Raw data below:

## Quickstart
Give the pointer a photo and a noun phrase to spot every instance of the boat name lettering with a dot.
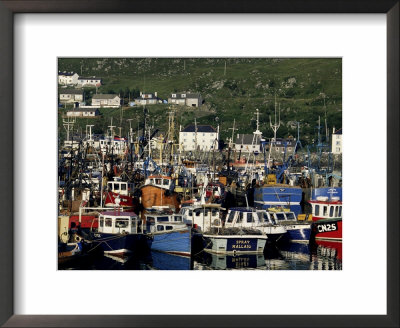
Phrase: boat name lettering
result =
(241, 244)
(327, 227)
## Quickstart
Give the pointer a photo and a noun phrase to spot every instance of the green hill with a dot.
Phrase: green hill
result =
(301, 86)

End of Raw data.

• Aim of the exercise:
Only the lines from the line with "hill with a dot." to the final line of the entries are to be returned, each exactly as written, both ends included.

• Response to the task:
Give the pointer a photo and a noun phrase to spot every instance of the green hill with a dot.
Phrase: green hill
result =
(301, 86)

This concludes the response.